▶ [Aim of the task]:
Each line below with the string "white" should be copied.

**** Information given ****

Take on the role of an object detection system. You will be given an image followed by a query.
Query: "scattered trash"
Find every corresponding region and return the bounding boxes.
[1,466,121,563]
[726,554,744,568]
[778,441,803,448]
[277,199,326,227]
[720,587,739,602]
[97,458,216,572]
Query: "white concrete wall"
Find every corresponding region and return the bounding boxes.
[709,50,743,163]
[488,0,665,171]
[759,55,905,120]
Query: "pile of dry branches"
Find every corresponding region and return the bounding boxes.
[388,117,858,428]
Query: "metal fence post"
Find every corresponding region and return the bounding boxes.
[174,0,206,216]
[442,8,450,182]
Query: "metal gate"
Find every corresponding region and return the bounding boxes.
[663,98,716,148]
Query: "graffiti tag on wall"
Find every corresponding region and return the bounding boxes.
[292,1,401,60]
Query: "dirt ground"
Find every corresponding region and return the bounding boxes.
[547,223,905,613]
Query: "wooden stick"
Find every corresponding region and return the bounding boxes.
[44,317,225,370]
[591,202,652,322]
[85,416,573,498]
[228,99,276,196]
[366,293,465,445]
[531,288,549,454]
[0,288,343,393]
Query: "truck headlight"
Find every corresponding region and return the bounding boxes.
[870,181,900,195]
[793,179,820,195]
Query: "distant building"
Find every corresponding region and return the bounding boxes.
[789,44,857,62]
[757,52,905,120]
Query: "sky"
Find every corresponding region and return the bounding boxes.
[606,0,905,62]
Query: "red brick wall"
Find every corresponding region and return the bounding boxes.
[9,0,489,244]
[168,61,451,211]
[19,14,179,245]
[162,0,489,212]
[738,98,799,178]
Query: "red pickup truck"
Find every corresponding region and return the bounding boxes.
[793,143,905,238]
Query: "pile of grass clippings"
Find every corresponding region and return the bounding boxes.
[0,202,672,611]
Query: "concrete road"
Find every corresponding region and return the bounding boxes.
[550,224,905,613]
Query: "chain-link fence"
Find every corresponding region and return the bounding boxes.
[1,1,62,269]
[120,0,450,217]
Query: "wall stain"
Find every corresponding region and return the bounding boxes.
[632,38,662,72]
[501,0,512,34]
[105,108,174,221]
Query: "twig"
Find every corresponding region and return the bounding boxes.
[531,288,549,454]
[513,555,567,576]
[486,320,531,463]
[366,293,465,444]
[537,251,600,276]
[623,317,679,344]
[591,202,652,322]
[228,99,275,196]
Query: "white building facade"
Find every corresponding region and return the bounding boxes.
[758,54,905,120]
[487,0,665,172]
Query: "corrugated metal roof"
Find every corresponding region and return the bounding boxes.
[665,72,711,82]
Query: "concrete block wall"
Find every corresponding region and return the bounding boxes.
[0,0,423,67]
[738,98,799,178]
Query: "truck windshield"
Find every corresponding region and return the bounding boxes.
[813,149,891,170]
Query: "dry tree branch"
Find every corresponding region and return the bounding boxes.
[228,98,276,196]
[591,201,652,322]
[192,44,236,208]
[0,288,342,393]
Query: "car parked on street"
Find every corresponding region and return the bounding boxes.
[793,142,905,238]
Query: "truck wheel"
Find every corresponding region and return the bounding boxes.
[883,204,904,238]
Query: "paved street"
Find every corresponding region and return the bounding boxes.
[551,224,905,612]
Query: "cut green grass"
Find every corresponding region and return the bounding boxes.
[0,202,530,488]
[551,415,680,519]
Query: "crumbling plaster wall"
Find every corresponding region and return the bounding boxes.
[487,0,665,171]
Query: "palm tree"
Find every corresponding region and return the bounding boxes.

****

▶ [Solution to the exercise]:
Query: "white concrete wall"
Query: "white building facade"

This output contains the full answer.